**Exercise task**
Extend the passage on the acoustic measurement data set, picking up right after its final sentence.

**Extract provided**
The external sound level values are employed to track
exogenous sounds that can inﬂuence the quality of our
measurements. After recording, the impulse response is
calculated and validated to ensure that the measurement is
not distorted by unwanted signals, and, repeated if needed.
Metrics of the process are continuously collected in an
InﬂuxDB time-series database and Grafana is used for
monitoring. Tracked metrics include values from all ambient
measurement sensors, system metrics based on collectd, and
process metrics.
Data set, post-processing and visualisation
The acoustic data acquisition setup collects different
spatio-temporal-acoustic scenarios, which are stored in a
multivariable data set. One data point in the data set
consists of the computationally generated geometry of the
measured diffusive surface, plus 2951 impulse responses,
supplemented by measured environmental data (temperature,
humidity, atmospheric pressure). The geometric information
of the data set includes input parameters of the geometry
generation algorithm (see Diffusive surface structures),
together with the algorithm itself, and the representation
of the surface as a polygon mesh. The mesh data is
directly used for the panel fabrication with the binder-jet 3D
printer. Additionally, each 3D panel is labeled with a unique
identiﬁer and sufﬁxed with 0 or 1 indicating the panel side
(e.g. 0015 0). This identiﬁer is used to determine the 3D
printed physical object with the data set entry.

**Supplied data**

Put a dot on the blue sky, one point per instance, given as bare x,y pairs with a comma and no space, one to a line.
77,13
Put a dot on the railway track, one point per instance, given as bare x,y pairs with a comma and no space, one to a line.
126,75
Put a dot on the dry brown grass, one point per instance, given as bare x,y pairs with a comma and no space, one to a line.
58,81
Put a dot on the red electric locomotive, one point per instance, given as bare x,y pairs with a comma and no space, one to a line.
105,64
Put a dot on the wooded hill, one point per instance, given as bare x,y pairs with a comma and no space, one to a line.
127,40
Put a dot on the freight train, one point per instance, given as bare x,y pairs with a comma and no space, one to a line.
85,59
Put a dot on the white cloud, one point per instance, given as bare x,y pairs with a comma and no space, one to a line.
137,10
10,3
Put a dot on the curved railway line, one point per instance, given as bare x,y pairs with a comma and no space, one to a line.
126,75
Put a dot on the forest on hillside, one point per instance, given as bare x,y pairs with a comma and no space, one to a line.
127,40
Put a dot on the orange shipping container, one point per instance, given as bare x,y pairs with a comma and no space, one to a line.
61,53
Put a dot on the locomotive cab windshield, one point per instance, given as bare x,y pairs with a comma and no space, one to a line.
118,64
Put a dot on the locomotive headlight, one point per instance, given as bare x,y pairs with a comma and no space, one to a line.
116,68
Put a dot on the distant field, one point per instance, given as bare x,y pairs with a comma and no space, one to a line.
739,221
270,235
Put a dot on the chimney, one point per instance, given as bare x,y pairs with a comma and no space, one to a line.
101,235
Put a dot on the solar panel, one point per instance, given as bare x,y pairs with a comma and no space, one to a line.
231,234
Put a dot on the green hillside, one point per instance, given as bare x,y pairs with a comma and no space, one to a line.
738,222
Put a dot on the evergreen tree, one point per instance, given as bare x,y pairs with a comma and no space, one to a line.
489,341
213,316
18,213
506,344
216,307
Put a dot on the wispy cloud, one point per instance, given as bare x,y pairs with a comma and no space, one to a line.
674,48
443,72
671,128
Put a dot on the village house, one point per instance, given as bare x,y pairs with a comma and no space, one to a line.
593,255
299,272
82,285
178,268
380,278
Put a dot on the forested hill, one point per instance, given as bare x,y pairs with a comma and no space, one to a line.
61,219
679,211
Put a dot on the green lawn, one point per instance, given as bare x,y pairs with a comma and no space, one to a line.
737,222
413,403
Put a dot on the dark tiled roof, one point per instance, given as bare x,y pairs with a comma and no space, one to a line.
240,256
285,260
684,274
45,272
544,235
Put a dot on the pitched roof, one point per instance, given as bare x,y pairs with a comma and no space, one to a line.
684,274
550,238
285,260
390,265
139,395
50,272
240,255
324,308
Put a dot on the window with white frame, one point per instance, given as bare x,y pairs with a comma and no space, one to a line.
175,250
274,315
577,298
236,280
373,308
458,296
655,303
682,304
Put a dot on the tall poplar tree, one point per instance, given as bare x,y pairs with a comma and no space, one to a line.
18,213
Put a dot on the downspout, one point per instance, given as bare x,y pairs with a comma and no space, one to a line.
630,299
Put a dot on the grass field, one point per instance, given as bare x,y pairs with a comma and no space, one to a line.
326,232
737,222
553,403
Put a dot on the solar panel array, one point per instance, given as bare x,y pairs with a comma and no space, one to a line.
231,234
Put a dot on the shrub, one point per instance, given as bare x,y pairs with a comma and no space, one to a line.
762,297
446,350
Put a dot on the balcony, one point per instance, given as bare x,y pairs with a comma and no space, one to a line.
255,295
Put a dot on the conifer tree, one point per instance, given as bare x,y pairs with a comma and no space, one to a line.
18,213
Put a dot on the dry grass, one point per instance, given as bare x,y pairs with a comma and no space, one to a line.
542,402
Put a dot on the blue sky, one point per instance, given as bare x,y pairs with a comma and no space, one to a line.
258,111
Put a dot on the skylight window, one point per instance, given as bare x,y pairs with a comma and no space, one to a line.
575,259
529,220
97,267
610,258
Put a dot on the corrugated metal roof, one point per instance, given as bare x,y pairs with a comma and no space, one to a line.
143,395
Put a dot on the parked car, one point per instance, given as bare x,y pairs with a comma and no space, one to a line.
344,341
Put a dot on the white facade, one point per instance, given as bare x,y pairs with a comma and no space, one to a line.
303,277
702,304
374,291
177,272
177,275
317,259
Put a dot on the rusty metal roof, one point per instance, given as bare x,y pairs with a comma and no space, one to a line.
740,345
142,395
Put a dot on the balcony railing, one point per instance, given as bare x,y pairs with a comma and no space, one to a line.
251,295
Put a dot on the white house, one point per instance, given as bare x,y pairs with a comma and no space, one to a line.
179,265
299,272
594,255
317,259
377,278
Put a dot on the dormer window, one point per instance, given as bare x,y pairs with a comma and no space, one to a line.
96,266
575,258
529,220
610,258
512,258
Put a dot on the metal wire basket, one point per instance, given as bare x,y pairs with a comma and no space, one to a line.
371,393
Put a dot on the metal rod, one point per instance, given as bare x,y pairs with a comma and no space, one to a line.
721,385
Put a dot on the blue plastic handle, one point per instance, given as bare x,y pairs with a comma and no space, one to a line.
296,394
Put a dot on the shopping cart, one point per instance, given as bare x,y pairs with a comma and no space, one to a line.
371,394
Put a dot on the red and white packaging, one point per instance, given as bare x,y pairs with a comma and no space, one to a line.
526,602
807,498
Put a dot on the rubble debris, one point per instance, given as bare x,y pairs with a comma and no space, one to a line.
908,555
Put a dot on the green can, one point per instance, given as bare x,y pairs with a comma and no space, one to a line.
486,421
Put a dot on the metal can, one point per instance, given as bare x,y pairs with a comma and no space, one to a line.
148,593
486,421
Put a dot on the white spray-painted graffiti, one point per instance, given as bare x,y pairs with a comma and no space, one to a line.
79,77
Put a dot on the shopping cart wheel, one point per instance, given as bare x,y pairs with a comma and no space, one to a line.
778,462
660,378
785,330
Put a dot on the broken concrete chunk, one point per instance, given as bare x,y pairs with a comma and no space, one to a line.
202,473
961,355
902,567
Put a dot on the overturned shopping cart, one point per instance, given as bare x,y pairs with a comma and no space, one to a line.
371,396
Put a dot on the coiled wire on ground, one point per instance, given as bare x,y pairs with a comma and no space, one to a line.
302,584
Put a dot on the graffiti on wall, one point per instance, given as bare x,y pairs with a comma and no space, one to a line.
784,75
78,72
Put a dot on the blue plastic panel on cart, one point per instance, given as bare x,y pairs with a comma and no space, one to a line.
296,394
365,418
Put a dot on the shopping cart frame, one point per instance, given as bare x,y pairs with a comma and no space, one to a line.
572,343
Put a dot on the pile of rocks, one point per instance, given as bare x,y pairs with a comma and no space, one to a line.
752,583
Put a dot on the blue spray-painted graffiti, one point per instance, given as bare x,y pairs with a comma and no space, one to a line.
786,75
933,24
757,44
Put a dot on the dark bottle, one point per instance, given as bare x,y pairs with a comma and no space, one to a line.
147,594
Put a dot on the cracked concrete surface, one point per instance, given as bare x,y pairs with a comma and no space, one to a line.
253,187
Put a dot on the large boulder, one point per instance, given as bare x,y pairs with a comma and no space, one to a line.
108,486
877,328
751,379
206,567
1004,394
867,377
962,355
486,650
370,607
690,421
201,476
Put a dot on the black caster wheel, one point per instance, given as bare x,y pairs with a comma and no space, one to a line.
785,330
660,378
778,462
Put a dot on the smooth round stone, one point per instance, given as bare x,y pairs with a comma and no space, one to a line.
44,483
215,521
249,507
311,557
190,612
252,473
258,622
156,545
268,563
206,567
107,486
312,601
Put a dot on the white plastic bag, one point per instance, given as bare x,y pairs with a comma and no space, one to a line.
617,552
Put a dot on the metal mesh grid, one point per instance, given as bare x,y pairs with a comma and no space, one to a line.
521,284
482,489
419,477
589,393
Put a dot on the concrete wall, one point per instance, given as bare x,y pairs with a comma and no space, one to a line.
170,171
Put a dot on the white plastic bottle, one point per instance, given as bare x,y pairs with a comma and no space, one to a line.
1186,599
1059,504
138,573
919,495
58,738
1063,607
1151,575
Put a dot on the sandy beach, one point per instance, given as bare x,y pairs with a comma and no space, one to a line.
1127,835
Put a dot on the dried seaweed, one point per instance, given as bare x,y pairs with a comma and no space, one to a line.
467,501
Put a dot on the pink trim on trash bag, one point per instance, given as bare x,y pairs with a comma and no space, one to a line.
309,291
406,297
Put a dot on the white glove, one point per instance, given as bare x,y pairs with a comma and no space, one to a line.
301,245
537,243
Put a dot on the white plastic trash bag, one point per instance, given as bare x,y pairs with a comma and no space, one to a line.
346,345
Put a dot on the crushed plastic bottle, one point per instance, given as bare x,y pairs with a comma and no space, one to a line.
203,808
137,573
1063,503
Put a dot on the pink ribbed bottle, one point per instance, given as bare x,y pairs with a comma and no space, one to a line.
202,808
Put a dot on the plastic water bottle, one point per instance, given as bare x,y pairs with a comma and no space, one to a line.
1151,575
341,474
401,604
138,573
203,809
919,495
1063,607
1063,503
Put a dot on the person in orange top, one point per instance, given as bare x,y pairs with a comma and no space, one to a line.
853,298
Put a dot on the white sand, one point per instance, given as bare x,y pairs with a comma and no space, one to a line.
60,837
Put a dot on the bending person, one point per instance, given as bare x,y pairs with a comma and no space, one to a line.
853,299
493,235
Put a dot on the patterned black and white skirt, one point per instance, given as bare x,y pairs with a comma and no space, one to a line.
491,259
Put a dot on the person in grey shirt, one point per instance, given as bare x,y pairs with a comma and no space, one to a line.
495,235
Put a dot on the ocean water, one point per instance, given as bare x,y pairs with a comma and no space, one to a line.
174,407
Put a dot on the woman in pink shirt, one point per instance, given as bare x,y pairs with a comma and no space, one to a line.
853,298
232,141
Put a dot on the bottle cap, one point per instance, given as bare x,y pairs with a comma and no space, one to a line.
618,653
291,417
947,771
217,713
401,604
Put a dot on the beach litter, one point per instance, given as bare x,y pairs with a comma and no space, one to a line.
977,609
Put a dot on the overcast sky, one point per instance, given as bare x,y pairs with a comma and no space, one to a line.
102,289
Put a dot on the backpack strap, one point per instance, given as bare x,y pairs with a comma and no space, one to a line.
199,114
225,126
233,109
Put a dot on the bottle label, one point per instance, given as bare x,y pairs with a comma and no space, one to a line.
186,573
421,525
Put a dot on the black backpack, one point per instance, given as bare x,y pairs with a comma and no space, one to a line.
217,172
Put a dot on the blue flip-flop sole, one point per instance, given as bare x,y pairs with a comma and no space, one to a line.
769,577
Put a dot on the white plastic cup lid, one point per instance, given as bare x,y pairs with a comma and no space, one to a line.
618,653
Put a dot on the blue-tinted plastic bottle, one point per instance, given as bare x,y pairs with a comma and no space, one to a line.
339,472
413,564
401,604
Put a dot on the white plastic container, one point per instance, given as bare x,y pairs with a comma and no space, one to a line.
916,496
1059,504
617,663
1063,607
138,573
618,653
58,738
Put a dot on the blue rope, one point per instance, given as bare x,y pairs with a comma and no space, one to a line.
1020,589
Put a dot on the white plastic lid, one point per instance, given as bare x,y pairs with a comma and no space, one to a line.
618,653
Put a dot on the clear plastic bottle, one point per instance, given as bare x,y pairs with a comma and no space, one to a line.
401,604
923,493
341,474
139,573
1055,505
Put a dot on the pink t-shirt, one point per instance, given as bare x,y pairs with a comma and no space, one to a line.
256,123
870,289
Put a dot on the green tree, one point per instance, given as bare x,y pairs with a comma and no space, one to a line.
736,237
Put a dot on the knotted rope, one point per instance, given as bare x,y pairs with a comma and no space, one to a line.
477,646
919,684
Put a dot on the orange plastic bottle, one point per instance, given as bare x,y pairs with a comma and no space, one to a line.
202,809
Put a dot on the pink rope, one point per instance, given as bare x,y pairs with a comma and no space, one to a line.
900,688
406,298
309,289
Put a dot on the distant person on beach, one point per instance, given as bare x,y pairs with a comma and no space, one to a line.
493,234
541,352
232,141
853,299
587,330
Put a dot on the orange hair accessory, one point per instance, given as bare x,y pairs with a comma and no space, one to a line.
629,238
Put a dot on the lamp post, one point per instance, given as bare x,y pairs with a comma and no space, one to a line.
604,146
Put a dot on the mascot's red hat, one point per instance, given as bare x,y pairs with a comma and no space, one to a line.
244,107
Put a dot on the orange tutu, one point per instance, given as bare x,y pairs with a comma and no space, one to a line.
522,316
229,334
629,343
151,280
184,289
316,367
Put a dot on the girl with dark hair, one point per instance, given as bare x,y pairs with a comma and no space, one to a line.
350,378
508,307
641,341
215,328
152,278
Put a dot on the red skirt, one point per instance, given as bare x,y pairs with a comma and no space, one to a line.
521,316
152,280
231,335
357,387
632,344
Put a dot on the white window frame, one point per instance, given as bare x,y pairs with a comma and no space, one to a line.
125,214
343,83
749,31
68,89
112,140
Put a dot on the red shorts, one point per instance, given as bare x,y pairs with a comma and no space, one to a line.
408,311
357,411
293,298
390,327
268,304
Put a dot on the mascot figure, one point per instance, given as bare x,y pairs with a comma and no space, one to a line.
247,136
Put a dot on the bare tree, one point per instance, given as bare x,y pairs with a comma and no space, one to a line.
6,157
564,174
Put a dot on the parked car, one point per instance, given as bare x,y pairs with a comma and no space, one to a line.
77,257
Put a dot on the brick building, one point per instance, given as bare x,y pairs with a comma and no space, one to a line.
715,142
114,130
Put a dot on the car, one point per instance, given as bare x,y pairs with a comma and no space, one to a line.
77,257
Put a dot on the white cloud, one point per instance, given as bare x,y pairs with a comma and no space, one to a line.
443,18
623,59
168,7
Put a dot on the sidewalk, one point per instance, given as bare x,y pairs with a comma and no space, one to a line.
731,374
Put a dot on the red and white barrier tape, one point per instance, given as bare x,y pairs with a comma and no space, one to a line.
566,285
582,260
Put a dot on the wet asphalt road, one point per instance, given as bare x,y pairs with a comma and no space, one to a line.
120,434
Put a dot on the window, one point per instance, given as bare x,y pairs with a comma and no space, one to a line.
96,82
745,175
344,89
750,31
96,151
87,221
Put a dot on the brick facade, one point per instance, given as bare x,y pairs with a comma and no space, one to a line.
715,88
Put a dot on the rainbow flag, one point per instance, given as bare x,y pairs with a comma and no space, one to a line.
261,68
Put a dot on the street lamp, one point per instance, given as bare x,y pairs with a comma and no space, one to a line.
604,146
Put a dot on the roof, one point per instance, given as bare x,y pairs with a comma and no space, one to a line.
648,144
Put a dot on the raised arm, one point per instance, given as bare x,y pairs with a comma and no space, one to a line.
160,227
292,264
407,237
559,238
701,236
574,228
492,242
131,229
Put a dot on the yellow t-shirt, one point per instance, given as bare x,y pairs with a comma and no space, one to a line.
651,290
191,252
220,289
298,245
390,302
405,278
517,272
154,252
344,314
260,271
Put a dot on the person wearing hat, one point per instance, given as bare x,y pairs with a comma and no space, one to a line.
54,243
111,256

**Response**
Reference panels
Some datapoints in the data set are baseline measurements
obtained from special reference panels with the same
dimensions as our 3D printed acoustic surfaces. These serve
to put the measurements of the 3D printed acoustic panels in
relation to other materials or panels with a different surface
geometry. Table 1lists the baseline measurements with their
respective label, material and purpose. Two of these baseline
panels (Flat and Foam) are also used in the post-processing
of the data, which is part of both the ML processing pipeline
and the data visualisation.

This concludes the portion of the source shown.